## READING PASSAGE
We fall apart when we lose the ability to differentiate between individual people and systems.
Systems are made of people, but people are not systems.
The system, Steinbeck’s monster in The Grapes of Wrath, moves ever forward, compelling the people that pilot it, in so much as one person can pilot the monster, to lead it to more lives to consume, more treasure to hoard, and more land to take.
In The Grapes of Wrath Steinbeck talks about the chain of command within the monster, the bank employees, the sheriff’s, how all each one of them could only delay the monster, because ultimately it must feed.
But the owners?
Could the owners stop the monster?
Or could they only delay, until the shareholders replace them, acting under fiduciary responsibility to the company, and themselves, the contract with the monster, the thing that makes the monster exist in the first place.
Greed.
You can’t kill greed with a bullet.
But you can kill a greedy person.
Just like you can kill a political enemy, or a figurehead, or an entire people.
Targeted killing, like all things, has a specific and limited utility. It’s maximum utility is in the killing of the single person, and after that, generally speaking, for every second order effect, it tends to lose utility… unless your goal is to make things worse.
Assassination is a terror tactic, terror being the use of fear and violence to effect political change.
It shows that, when successful, anyone can be touched, no matter who you are. It shows you that you are not safe, and it shows others that they are not safe either. It creates the fear of violent consequence in others, because it is consequentially violent to the assassinated target.
Assassination is just murder with a political bent… keeping in mind that all crime, like all art, is political in some way, just as our existence is too.
Violence compels either compliance or escalation.
Had Trump been assassinated, there would have been a lot of escalation, which goes back to my point about making things worse, but he’d be dead, and not about to become president again.

## TASK DETAILS
Answer from the essay on systems and people:
1. What are systems made of?
2. What can't be killed with a bullet?
3. How is terror defined?
The data that comes next has no connection to the essay on systems and people.

## DATA UNDER STUDY
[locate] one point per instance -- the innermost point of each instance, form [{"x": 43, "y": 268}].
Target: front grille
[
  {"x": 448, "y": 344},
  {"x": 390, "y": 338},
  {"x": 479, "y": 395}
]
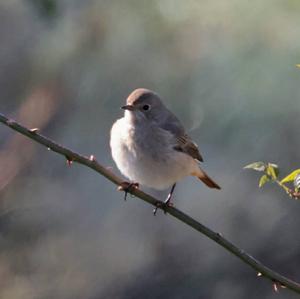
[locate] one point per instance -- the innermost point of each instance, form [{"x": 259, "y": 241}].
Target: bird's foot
[
  {"x": 163, "y": 205},
  {"x": 127, "y": 187}
]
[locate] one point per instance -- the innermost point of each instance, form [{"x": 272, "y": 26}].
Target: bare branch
[{"x": 71, "y": 156}]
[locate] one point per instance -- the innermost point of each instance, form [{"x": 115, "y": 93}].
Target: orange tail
[{"x": 201, "y": 175}]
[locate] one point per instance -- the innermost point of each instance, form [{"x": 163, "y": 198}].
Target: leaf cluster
[{"x": 271, "y": 174}]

## REPLY
1. People.
2. Greed.
3. The use of fear and violence to effect political change.